(begin)

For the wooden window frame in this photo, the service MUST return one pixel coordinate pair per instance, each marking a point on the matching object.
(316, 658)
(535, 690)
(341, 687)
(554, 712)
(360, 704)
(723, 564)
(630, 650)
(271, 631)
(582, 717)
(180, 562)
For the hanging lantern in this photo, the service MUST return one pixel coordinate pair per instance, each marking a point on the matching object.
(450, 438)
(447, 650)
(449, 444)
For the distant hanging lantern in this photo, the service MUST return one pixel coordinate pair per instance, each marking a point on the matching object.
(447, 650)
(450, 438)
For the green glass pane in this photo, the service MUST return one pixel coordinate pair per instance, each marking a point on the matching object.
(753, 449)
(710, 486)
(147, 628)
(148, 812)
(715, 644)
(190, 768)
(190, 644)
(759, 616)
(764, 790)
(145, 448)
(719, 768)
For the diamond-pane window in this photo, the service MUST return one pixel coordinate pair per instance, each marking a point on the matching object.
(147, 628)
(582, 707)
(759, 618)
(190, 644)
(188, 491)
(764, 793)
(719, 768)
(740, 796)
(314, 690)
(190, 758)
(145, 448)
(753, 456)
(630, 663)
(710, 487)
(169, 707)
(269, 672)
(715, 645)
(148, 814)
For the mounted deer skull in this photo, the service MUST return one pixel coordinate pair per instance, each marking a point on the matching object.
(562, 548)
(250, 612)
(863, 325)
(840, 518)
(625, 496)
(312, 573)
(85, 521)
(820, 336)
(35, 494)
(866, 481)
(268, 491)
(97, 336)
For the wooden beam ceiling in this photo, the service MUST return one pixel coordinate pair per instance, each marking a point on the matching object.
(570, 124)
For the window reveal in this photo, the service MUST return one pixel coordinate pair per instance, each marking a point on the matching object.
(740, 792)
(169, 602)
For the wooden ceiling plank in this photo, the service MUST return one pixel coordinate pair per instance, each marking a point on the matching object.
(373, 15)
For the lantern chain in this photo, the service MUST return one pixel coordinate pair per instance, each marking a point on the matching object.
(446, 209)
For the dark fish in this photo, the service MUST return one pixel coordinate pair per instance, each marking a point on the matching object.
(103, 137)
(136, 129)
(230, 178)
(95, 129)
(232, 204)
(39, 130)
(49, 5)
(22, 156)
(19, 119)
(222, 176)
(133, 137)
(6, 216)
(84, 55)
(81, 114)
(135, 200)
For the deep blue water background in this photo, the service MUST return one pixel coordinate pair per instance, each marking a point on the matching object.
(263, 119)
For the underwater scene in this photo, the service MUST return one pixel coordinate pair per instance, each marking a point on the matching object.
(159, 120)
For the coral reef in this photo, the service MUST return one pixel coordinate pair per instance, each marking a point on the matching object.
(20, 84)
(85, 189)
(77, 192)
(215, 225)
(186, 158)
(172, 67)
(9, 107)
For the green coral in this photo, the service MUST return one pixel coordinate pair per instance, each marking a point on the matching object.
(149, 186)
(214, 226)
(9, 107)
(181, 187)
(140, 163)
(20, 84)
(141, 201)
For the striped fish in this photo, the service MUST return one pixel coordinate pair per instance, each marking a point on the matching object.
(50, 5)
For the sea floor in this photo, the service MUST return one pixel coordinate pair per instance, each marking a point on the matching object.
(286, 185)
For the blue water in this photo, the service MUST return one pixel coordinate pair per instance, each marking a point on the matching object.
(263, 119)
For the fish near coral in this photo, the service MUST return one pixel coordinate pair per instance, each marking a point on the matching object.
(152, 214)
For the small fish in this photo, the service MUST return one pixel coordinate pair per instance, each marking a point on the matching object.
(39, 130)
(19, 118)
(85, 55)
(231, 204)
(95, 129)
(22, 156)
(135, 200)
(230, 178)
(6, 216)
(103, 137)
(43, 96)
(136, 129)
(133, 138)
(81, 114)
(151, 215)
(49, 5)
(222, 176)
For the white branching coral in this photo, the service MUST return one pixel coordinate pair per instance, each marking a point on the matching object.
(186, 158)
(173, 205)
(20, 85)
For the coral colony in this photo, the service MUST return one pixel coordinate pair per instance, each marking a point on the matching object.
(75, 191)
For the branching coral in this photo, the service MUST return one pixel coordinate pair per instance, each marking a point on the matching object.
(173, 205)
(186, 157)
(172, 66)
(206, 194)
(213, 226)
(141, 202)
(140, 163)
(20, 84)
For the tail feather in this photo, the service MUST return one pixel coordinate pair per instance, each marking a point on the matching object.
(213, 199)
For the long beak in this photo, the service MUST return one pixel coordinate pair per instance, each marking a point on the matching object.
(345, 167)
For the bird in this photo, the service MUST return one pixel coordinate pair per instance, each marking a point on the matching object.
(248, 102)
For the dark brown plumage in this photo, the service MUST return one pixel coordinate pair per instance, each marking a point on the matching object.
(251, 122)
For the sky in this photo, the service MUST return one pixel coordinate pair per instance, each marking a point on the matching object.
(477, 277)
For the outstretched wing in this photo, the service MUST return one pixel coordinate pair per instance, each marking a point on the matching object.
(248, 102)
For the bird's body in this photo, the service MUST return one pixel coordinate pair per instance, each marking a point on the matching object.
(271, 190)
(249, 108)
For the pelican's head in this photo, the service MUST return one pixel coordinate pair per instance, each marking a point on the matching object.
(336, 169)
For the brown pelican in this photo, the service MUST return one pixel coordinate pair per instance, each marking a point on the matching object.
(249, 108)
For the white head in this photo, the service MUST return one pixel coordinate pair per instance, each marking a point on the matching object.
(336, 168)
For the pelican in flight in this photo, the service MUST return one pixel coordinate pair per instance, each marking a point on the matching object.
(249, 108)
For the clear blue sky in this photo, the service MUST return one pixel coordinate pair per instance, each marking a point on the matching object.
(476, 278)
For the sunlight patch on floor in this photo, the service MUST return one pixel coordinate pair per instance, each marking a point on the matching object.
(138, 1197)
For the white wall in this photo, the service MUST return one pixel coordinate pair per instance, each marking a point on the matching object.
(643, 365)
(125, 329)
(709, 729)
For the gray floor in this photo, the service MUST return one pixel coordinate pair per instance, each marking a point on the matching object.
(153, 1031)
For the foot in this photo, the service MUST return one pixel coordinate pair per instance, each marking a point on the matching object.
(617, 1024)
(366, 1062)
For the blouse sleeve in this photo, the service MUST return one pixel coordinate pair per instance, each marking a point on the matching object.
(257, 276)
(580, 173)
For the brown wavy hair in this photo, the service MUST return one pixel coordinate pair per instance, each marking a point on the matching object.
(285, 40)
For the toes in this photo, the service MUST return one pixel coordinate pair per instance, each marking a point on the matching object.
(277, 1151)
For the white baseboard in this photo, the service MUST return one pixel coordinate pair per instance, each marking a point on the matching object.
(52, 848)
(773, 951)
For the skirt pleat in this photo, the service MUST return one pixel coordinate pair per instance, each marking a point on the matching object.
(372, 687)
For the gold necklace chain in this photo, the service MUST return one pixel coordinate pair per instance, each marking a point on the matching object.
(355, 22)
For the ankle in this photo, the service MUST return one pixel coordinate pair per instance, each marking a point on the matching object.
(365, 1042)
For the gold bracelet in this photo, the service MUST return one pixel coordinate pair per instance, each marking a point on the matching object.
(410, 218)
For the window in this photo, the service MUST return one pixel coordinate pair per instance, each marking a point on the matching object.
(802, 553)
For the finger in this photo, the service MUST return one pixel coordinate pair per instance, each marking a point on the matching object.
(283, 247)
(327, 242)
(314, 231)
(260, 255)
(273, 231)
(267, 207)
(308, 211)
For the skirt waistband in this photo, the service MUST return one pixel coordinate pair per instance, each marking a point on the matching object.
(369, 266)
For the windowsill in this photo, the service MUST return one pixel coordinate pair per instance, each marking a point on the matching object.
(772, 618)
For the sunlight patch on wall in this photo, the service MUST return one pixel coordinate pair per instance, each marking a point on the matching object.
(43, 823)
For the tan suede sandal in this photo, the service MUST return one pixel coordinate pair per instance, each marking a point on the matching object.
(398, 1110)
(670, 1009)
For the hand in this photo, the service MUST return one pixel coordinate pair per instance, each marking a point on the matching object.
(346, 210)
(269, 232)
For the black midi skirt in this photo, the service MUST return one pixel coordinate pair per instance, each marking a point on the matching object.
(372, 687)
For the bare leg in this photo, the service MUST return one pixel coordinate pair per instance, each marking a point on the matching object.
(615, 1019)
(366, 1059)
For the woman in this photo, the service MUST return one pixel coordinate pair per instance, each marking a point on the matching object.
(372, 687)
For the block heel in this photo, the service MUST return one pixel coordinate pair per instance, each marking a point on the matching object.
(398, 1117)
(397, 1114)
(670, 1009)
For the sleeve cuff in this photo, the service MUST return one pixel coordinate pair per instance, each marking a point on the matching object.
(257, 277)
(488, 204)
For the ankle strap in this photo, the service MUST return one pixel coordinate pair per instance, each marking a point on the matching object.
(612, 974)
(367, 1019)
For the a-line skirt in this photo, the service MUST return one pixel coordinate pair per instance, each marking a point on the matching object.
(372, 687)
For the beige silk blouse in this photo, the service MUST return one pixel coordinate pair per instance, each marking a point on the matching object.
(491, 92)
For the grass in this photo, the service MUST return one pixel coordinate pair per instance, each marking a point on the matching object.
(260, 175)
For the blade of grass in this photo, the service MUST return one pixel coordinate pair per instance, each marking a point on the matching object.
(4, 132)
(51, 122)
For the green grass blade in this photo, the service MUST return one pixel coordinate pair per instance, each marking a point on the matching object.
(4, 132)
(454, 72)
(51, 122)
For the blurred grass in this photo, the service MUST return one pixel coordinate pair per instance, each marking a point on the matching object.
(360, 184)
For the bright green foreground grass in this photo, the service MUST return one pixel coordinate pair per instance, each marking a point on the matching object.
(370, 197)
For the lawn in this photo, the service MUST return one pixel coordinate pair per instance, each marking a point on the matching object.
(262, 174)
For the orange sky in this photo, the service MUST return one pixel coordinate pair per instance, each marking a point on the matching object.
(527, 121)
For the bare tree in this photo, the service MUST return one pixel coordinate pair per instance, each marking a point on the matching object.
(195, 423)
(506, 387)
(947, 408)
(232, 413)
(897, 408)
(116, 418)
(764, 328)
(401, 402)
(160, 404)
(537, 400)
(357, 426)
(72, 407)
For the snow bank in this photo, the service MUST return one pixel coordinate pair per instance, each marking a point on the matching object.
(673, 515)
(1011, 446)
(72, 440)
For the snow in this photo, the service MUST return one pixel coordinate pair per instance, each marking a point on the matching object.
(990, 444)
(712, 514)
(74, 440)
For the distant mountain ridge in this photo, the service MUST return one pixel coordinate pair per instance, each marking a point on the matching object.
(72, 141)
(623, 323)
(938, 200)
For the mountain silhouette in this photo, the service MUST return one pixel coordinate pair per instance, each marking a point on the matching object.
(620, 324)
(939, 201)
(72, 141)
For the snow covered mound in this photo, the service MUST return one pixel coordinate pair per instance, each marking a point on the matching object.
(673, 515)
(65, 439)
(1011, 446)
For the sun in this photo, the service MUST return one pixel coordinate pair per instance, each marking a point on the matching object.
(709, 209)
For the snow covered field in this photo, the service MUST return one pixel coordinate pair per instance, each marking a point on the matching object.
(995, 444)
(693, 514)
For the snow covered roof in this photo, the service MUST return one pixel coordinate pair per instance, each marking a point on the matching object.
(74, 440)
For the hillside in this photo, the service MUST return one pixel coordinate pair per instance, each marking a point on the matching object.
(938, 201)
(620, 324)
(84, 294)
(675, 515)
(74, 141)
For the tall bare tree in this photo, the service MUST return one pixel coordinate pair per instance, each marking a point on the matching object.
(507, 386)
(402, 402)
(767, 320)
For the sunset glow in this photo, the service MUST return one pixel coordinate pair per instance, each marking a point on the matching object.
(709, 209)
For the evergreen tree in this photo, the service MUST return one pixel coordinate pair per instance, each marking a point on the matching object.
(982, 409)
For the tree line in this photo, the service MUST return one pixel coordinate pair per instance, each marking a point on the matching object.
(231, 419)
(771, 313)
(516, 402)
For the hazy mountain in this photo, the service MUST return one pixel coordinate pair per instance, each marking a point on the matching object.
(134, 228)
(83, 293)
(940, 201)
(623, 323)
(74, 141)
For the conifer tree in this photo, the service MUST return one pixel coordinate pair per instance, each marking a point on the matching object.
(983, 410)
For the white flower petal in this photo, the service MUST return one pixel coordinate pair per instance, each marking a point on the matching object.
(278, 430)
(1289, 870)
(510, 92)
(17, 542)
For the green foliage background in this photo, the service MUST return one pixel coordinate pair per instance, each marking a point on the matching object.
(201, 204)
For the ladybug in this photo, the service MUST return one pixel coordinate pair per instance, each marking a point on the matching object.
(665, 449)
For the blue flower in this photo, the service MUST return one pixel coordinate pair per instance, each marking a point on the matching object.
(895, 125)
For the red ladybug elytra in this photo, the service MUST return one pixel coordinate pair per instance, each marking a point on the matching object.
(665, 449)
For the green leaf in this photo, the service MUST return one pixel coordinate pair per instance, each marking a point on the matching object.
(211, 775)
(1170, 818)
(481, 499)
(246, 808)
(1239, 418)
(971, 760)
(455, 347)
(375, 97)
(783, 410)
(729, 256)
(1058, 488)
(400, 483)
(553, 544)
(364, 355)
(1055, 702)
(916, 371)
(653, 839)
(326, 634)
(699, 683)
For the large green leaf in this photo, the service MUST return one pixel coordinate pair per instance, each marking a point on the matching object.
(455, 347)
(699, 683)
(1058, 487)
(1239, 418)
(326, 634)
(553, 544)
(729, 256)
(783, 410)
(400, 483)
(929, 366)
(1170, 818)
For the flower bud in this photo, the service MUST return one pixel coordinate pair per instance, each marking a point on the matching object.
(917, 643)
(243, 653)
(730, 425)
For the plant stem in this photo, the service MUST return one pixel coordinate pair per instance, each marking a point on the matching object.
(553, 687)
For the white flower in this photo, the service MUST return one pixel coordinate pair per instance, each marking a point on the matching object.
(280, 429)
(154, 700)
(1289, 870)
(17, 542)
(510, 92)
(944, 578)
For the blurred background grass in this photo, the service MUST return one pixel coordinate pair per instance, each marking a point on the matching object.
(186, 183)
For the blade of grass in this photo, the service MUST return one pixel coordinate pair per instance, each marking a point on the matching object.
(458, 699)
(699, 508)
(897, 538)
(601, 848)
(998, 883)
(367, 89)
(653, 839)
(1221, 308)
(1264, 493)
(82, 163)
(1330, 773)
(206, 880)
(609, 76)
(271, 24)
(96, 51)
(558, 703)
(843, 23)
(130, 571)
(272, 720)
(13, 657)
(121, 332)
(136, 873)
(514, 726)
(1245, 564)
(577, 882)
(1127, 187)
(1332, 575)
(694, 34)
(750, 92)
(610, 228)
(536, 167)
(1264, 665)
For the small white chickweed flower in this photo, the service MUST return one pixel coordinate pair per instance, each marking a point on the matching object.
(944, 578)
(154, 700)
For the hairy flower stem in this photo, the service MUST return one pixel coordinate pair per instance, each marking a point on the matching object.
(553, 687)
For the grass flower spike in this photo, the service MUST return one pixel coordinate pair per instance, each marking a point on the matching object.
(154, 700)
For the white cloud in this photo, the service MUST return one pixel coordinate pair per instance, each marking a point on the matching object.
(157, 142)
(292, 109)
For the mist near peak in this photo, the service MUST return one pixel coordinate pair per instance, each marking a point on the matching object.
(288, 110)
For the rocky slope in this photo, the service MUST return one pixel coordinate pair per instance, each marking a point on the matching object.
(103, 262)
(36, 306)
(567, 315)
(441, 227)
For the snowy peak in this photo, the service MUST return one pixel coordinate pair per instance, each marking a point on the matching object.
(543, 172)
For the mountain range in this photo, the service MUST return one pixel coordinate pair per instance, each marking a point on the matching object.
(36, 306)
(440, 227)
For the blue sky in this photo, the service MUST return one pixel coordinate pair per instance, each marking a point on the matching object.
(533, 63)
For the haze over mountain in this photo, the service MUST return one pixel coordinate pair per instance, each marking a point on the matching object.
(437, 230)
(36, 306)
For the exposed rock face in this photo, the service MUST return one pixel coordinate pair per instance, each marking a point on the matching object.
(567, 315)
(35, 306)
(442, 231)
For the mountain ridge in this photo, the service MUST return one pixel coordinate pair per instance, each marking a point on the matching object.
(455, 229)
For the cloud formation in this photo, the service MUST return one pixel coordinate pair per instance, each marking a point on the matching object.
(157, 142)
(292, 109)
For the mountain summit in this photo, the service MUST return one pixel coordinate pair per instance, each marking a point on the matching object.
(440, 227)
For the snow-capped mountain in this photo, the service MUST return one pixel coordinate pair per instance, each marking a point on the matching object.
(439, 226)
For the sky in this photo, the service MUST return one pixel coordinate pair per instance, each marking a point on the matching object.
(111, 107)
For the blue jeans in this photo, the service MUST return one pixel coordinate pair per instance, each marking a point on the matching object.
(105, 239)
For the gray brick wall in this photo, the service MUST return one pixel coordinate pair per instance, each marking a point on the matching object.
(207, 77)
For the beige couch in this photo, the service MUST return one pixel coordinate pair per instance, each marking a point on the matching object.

(end)

◆ Request: Copy verbatim the stretch of the listing from the line containing "For the windowsill" through the line containing "(366, 1059)", both included.

◆ Result of this exercise:
For the windowsill in this photo, the service MUST return one pixel coordinate pair per instance, each marking a point on the matching object.
(772, 618)
For the sunlight patch on wall in this photo, the service MUST return one pixel coordinate pair per instance, each marking a point on the matching object.
(43, 823)
For the tan suede sandal in this photo, the service MUST return one pixel coordinate pair per instance, each marking a point on the matching object.
(398, 1110)
(670, 1009)
For the hand in this photo, the service MUST return one pixel coordinate pair per instance, each marking a point on the matching object.
(346, 210)
(269, 232)
For the black midi skirt in this photo, the service MUST return one pixel coordinate pair per instance, each marking a point on the matching object.
(372, 687)
For the bare leg in this photo, the service MUST return one pixel coordinate pair per instance, each marking a point on the matching object.
(615, 1019)
(366, 1059)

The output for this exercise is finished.